== Task data ==

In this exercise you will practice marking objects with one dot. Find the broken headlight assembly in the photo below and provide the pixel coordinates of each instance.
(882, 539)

===
== Task data ==

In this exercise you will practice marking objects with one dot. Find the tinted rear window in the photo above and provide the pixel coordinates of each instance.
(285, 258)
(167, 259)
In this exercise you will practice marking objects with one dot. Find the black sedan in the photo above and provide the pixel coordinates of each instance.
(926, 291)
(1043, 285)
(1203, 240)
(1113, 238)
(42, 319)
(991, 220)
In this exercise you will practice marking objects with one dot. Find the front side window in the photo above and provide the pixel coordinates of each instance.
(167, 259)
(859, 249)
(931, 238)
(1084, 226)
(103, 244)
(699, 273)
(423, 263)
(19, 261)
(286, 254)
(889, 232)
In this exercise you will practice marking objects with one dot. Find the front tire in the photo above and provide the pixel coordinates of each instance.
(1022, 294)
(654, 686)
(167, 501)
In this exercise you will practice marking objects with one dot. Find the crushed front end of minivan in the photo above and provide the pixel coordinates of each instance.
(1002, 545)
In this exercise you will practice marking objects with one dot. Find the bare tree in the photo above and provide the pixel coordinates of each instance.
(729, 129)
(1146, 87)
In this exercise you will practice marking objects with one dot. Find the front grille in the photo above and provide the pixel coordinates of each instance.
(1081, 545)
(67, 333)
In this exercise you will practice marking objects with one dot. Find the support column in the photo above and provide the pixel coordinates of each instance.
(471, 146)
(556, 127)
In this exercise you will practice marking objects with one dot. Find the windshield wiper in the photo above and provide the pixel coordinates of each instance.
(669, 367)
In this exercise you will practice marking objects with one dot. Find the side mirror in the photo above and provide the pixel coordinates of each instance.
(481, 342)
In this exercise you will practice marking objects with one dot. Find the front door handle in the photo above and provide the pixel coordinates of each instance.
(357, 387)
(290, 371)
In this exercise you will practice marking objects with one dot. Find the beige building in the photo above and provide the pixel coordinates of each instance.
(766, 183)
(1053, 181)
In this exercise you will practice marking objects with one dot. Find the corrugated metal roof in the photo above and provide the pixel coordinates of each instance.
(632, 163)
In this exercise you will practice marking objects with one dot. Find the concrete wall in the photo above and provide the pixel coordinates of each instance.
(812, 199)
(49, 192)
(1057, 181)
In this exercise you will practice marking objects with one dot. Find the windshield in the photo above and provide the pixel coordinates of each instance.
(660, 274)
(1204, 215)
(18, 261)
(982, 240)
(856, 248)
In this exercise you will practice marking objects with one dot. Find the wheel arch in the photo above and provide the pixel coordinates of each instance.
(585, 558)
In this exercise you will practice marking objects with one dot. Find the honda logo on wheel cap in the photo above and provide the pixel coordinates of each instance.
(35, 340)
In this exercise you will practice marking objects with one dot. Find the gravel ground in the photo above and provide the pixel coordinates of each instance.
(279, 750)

===
== Task data ==

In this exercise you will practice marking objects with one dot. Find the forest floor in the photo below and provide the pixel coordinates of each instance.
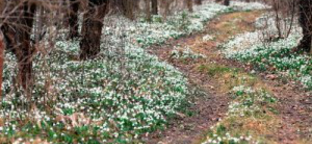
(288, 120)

===

* [Task requirements]:
Rewrite the stretch from the row containing "Find the bare" through the row containing "(1057, 181)", changing "pixel coordinates" to "point locations" and keeping everything else the same.

* [Full output]:
In this exercise you will practice marking objects with one dot. Find the bare tree in the photo above and provide the point locations of each instance.
(729, 129)
(1146, 87)
In this exercise you will practice marking objects with one dot. Find the front grille in the photo above and provide the point locations of each instance.
(1081, 545)
(67, 333)
In this exercise you will practice marking objects with one dot. Find the support column in the photo above and provide the point locations of each instance.
(471, 146)
(556, 127)
In this exercise you will practice marking objects with one dot. Find the windshield wiper in the photo above and provide the point locations of each instance.
(669, 367)
In this exercise you will practice marking objects with one dot. Find the side mirror in the photo above and provide the point locations of each instance.
(481, 342)
In this exercise you will practice marking objects with one dot. Find the front door handle in the photo above and provide the point locations of each instance.
(357, 387)
(290, 371)
In this exercise you will practice marking objects with one dot. Find the beige building in the photo above and provide the point locations of each instance.
(766, 183)
(1053, 181)
In this exercise you will practice marking objects with one dot. Find the corrugated metal roof in the photo above and provide the point locations of each instance.
(632, 163)
In this exercise you will practice marking objects with one dot. Find the concrete wall in the photo above and provide the point locations of each instance.
(812, 199)
(49, 192)
(1057, 181)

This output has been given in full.